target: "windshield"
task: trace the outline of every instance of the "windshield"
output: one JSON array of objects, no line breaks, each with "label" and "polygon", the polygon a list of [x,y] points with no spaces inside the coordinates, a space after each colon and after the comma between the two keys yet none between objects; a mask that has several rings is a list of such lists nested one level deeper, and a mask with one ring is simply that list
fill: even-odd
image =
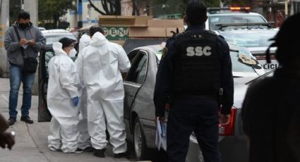
[{"label": "windshield", "polygon": [[270,39],[274,37],[277,30],[239,30],[220,32],[228,44],[244,47],[264,47],[272,44]]},{"label": "windshield", "polygon": [[56,42],[59,42],[59,39],[61,39],[63,37],[68,37],[73,40],[77,39],[76,37],[75,37],[75,35],[72,34],[64,35],[63,33],[60,33],[60,35],[44,35],[44,37],[46,38],[47,44],[53,44]]},{"label": "windshield", "polygon": [[[222,23],[265,23],[265,20],[260,15],[210,15],[210,30],[218,30],[220,27],[216,24]],[[238,27],[234,27],[236,28]]]}]

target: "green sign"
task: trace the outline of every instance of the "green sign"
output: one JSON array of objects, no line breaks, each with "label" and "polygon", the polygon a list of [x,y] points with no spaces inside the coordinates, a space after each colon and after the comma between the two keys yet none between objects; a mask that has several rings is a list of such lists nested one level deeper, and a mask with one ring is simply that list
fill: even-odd
[{"label": "green sign", "polygon": [[126,40],[129,39],[128,27],[103,27],[104,36],[109,40]]}]

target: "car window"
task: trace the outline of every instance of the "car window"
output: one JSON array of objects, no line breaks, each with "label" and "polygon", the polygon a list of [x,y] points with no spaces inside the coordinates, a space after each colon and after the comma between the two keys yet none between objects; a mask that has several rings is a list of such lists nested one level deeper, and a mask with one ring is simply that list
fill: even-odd
[{"label": "car window", "polygon": [[[260,15],[210,15],[209,18],[210,30],[219,30],[219,27],[217,27],[216,24],[249,23],[265,23],[265,20]],[[236,27],[232,27],[232,28],[236,28]]]},{"label": "car window", "polygon": [[274,37],[277,30],[257,31],[229,31],[220,32],[227,43],[244,47],[269,46],[272,42],[269,39]]},{"label": "car window", "polygon": [[[127,55],[127,56],[128,57],[128,59],[130,61],[130,64],[132,66],[132,64],[134,61],[134,60],[136,58],[136,56],[138,56],[139,50],[135,50],[131,51],[131,53],[129,53],[129,54]],[[124,80],[126,80],[126,77],[127,77],[127,74],[128,73],[122,73],[122,77]]]},{"label": "car window", "polygon": [[73,40],[77,40],[76,37],[75,35],[70,34],[70,35],[64,35],[64,33],[60,33],[55,35],[45,35],[44,37],[46,38],[46,42],[47,44],[53,44],[56,42],[59,42],[59,39],[61,39],[63,37],[68,37]]},{"label": "car window", "polygon": [[44,54],[44,65],[46,67],[46,77],[49,77],[49,69],[48,69],[48,63],[50,59],[55,56],[55,53],[53,51],[46,51]]},{"label": "car window", "polygon": [[[146,57],[145,57],[146,58]],[[146,77],[146,73],[147,73],[147,59],[145,59],[143,61],[143,67],[140,70],[140,73],[138,73],[138,78],[136,79],[136,83],[143,85],[144,82],[145,78]]]},{"label": "car window", "polygon": [[[131,68],[126,80],[142,84],[147,70],[146,67],[144,67],[144,64],[147,63],[146,61],[147,54],[144,52],[140,52],[134,59],[134,62],[131,64]],[[146,66],[146,65],[145,65],[145,66]]]}]

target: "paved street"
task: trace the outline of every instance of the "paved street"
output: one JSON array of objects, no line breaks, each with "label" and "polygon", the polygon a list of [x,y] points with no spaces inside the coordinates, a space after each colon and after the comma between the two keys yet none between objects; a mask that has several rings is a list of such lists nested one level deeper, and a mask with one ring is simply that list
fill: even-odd
[{"label": "paved street", "polygon": [[[114,158],[110,147],[107,149],[104,158],[95,157],[92,153],[64,154],[50,151],[47,149],[47,139],[49,134],[49,123],[37,123],[37,96],[32,96],[30,114],[35,123],[29,125],[20,121],[22,94],[20,91],[18,102],[17,122],[10,127],[11,131],[16,132],[16,144],[11,151],[0,149],[1,162],[133,161],[126,158]],[[9,80],[0,78],[0,113],[6,118],[8,118],[8,95]]]}]

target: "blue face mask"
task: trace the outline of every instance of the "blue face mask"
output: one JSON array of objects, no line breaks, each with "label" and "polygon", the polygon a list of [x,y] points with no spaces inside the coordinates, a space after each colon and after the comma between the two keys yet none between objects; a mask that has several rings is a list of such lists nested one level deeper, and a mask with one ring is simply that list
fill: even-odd
[{"label": "blue face mask", "polygon": [[29,23],[19,23],[19,27],[22,29],[26,29],[29,25]]}]

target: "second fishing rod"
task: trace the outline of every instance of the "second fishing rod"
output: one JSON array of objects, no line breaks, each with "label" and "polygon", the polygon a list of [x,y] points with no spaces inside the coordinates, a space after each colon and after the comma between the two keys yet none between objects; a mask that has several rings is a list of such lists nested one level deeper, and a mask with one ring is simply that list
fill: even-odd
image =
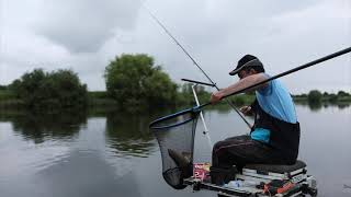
....
TASK BRIEF:
Extract every line of the material that contains the word "sign", and copy each of those lines in full.

FINISHED EXERCISE:
target: "green sign"
task: trace the outline of every instance of the "green sign"
[{"label": "green sign", "polygon": [[126,40],[129,39],[128,27],[103,27],[104,36],[109,40]]}]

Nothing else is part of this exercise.